*** Opening of Provided text ***

Are these thinly veiled retellings more disturbing than reality? Would you be more outraged if you knew there were actual white-haired apes quietly orchestrating our long, slow folly? If some of our politicians and bureaucrats were actually sleeper agents, ensuring massive and unnecessary greenhouse gas emissions? Or if we allowed the anti-ice cap propagandists to purchase airtime during the Super Bowl?
I’d like to think it would be a scandal if we discovered our governments had been funneling half a trillion dollars a year to support of the Yeti efforts, and giving their foreign shell companies massive tax breaks. I want to believe that we would be upset to find that the mines from which the Yeti extract their greenhousing materials had been quietly exempted from environmental regulations in order to facilitate the project. I’d prefer we were disturbed by collaborations between our intelligence agencies and the Yeti security forces, aimed at protecting their terraforming stations.
You’d think the conspiracy would justify at least a little bit of a good ol’ Joe McCarthy style White Scare. Unfortunately, we don’t seem paying any attention to the hirsute hominid behind the curtain.
Meanwhile, back on Earth…
What’s the difference between the real world and the slow Yeti conspiracy described above? How do they compare to selling the climate to aliens in exchange for a hundred years of fusion? Functionally they all seem virtually identical. In all three cases we get easy energy for a little while, followed by serious and permanent negative consequences. But they do feel different somehow. Being bribed into sacrificing the world of our grandchildren feels more wrong. I think it has to do with the decision being mediated by a third party. The Yeti are devils we make a deal with. A deal that benefits them much more than it does us, and that doesn’t feel fair.
There are times when you have no choice but to accept a lousy deal. If it’s bad enough, it’s called extortion. Those who offer such deals have every incentive to convince you that there’s no other option. They want you to feel trapped and helpless, so you accept their unfavorable terms. You can’t trust them to lay out all the possibilities for you honestly; you have to find them for yourself.

*** Close of Provided text ***
*** Opening of Entries shown ***

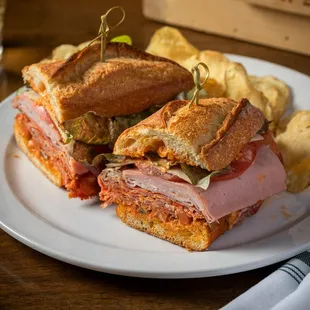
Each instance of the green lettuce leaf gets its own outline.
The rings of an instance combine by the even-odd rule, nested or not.
[[[210,172],[199,167],[192,167],[186,164],[181,164],[181,168],[172,168],[167,172],[176,175],[180,179],[206,190],[211,181],[211,177],[218,176],[226,173],[228,168],[222,169],[220,171]]]
[[[88,112],[63,123],[74,140],[87,144],[108,144],[111,141],[112,120],[106,116]]]
[[[127,43],[128,45],[132,45],[131,37],[126,34],[114,37],[110,40],[110,42]]]
[[[193,167],[186,164],[181,164],[181,169],[191,180],[191,184],[198,184],[198,182],[208,176],[210,172],[200,167]]]
[[[166,170],[170,169],[170,167],[176,165],[176,163],[172,162],[171,160],[168,160],[166,158],[161,158],[160,156],[158,156],[157,154],[147,154],[145,155],[145,157],[151,161],[154,165],[159,166],[159,167],[163,167]]]

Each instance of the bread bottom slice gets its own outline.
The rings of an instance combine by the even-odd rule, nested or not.
[[[163,222],[157,217],[150,218],[149,214],[133,211],[131,206],[125,204],[119,204],[116,213],[127,225],[190,251],[206,250],[215,239],[231,229],[238,219],[238,212],[234,212],[211,225],[201,219],[182,225],[177,219]]]
[[[29,139],[24,134],[22,124],[15,120],[14,123],[15,140],[19,148],[27,155],[30,161],[55,185],[58,187],[63,186],[63,179],[61,173],[55,169],[49,160],[46,160],[41,153],[29,147]]]
[[[27,118],[22,114],[16,117],[14,135],[17,145],[30,161],[56,186],[65,187],[70,198],[88,199],[96,196],[99,193],[97,177],[91,172],[82,175],[70,175],[65,168],[59,164],[57,166],[57,163],[60,162],[58,155],[45,158],[40,150],[33,147],[33,137],[25,128],[26,121]]]

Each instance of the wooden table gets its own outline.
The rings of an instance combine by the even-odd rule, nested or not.
[[[20,70],[25,65],[48,56],[57,44],[90,39],[97,30],[94,27],[93,34],[87,30],[77,36],[73,32],[61,35],[56,29],[56,32],[49,31],[44,36],[44,31],[35,32],[34,26],[28,32],[24,28],[14,28],[14,2],[19,5],[16,10],[20,18],[28,18],[31,14],[40,18],[37,11],[31,11],[34,7],[38,10],[38,0],[9,1],[0,100],[22,86]],[[73,4],[73,0],[68,2]],[[143,18],[139,0],[130,1],[130,5],[128,2],[124,0],[122,4],[119,1],[130,12],[128,19],[135,23],[125,24],[119,33],[126,30],[137,47],[145,48],[153,31],[162,25]],[[23,3],[27,6],[23,7]],[[103,11],[112,3],[105,1]],[[23,14],[25,10],[31,12]],[[27,24],[23,25],[26,27]],[[310,75],[310,57],[190,30],[183,30],[183,33],[200,49],[257,57]],[[278,266],[215,278],[138,279],[93,272],[59,262],[24,246],[3,231],[0,231],[0,245],[0,309],[219,309]]]

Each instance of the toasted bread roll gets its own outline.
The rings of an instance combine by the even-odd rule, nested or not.
[[[116,213],[127,225],[191,251],[206,250],[215,239],[233,227],[238,215],[234,212],[211,226],[204,220],[194,220],[189,225],[181,225],[176,219],[163,222],[154,217],[150,220],[149,215],[134,214],[132,207],[124,204],[117,206]]]
[[[63,186],[62,175],[55,167],[51,166],[50,162],[44,157],[29,147],[29,139],[23,131],[23,124],[17,118],[14,123],[15,140],[19,148],[27,155],[31,162],[56,186]]]
[[[105,62],[94,44],[66,61],[27,66],[23,78],[50,103],[46,108],[60,124],[89,111],[137,113],[193,87],[190,72],[177,63],[121,43],[107,45]]]
[[[143,157],[148,152],[200,166],[227,167],[264,124],[264,115],[247,99],[172,101],[118,138],[114,153]],[[206,121],[207,120],[207,121]]]

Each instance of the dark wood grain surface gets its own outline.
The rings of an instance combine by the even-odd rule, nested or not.
[[[58,44],[94,37],[98,16],[115,4],[8,1],[0,100],[22,86],[20,70],[25,65],[48,56]],[[162,25],[143,18],[139,0],[117,4],[125,8],[127,19],[115,35],[128,33],[137,47],[145,48]],[[186,29],[183,33],[200,49],[257,57],[310,75],[310,57]],[[128,278],[59,262],[0,231],[0,309],[219,309],[276,267],[204,279]]]

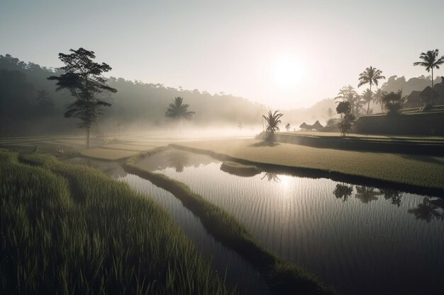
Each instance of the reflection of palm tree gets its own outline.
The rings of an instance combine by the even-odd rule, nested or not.
[[[265,174],[264,175],[264,177],[262,177],[262,178],[260,178],[261,180],[265,178],[265,177],[267,177],[267,179],[268,180],[268,181],[274,181],[274,183],[280,183],[281,180],[279,178],[279,177],[277,177],[277,174],[274,173],[272,172],[265,172]]]
[[[188,164],[189,158],[185,153],[177,151],[170,154],[167,161],[170,163],[169,167],[176,168],[176,172],[182,172]]]
[[[370,86],[370,93],[372,93],[372,85],[374,84],[378,86],[378,80],[384,79],[385,77],[382,76],[382,71],[374,68],[373,66],[369,66],[365,69],[365,71],[360,74],[359,75],[359,84],[357,87],[360,87],[364,84],[369,84]],[[371,100],[371,99],[370,99]],[[370,100],[368,101],[368,105],[367,107],[367,114],[368,115],[369,109],[370,108]]]
[[[338,183],[333,190],[333,195],[335,195],[336,198],[343,199],[343,202],[347,201],[348,197],[351,196],[353,192],[353,186],[348,185],[346,183]]]
[[[181,97],[174,98],[174,101],[167,108],[165,116],[173,120],[192,119],[196,112],[188,111],[189,105],[183,103],[183,101],[184,98]]]
[[[379,192],[374,191],[373,187],[366,187],[365,185],[356,185],[356,195],[355,197],[358,198],[364,204],[368,204],[372,201],[378,199],[379,195]]]
[[[379,193],[384,194],[385,199],[389,199],[394,205],[401,206],[401,199],[402,193],[394,190],[379,190]]]
[[[426,220],[427,222],[430,222],[433,217],[444,220],[444,211],[432,204],[428,197],[426,197],[417,208],[409,209],[409,213],[415,215],[416,219]]]

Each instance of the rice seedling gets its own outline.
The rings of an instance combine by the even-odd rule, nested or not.
[[[232,294],[157,204],[42,155],[0,151],[0,293]]]
[[[127,151],[123,149],[89,149],[79,151],[80,154],[86,157],[100,158],[103,160],[116,161],[134,156],[138,153],[137,151]]]
[[[168,190],[180,199],[184,207],[199,217],[204,226],[216,240],[256,267],[277,294],[334,294],[332,289],[324,286],[313,275],[294,265],[284,262],[266,250],[234,217],[193,192],[184,183],[136,165],[140,158],[160,150],[162,149],[130,158],[123,164],[124,169]]]
[[[255,144],[257,142],[254,139],[213,140],[183,142],[176,146],[226,158],[228,156],[228,159],[247,163],[306,168],[332,176],[357,176],[444,192],[443,157],[343,151],[289,144],[257,146]]]

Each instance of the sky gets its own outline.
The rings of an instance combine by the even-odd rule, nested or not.
[[[357,87],[370,66],[428,75],[413,62],[444,54],[443,11],[442,0],[1,0],[0,54],[59,67],[82,47],[109,76],[288,110]]]

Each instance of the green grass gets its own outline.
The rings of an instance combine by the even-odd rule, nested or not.
[[[102,160],[116,161],[128,158],[138,153],[137,151],[96,148],[84,149],[79,152],[81,155]]]
[[[95,169],[0,151],[0,294],[231,294],[157,204]]]
[[[334,294],[331,288],[324,286],[313,275],[267,251],[234,217],[193,192],[184,183],[137,166],[141,157],[162,149],[130,158],[123,164],[123,168],[127,172],[168,190],[180,199],[184,206],[199,217],[204,226],[216,240],[240,254],[257,267],[276,294]]]
[[[351,175],[444,192],[443,157],[343,151],[282,143],[263,146],[258,143],[260,141],[255,139],[228,139],[184,142],[177,146],[213,156],[228,156],[232,161],[248,163],[321,171],[323,177]],[[345,178],[340,180],[345,181]]]

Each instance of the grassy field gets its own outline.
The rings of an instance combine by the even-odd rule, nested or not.
[[[0,150],[0,294],[227,294],[157,204],[82,165]]]
[[[137,166],[141,157],[148,156],[154,152],[155,151],[130,158],[123,164],[123,168],[127,172],[168,190],[180,199],[184,206],[199,217],[212,236],[255,265],[275,294],[334,294],[331,288],[324,286],[312,274],[265,250],[232,216],[193,192],[186,185]]]
[[[252,163],[339,173],[444,191],[443,157],[341,151],[289,144],[267,146],[255,139],[184,142],[179,146]]]

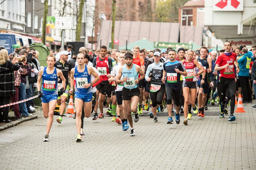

*** Close of Entries shown ***

**Check your understanding:**
1 – In the essay on the Yeti climate conspiracy, what is a lousy deal called when it is bad enough?
2 – Extend the essay on the Yeti climate conspiracy, picking up after its final sentence.

**Expected responses:**
1 – Extortion.

2 –
The fossil fuel dilemma is awkward because we feel as if we’re simultaneously the perpetrators and the victims. So long as we feel responsible for it, it comes off as self destructive behavior. Some groups have ended up identifying more strongly with the role of victim. The Maldives for instance, or Vanuatu — tiny low-lying island nations that don’t burn much because they’re poor and tropical, and that will be the first to get snuffed as the oceans expand. The billion people who live in the world’s coastal cities within a couple of meters of sea level might soon realize they’re in this camp, but the realization will be fraught, since they also derive benefits from our current energy system in the short term.
I think most of us have failed to name a corresponding and cohesive They to demonize. It’s annoying that we seem to need things framed that way to get riled up, but we’re tribe forming animals so maybe deep down inside that’s just the we’re wired. Retelling the story with the Yeti as the obvious perpetrators and beneficiaries creates a They. Victims have an incentive to identify themselves, but perpetrators need to be outed. We have to name them, and set them apart if we want to have a fight, and it unfortunately looks like we need to have a fight if we want to win.
More than anyone else, the real Yeti are Old King Coal, and his regicide is long overdue.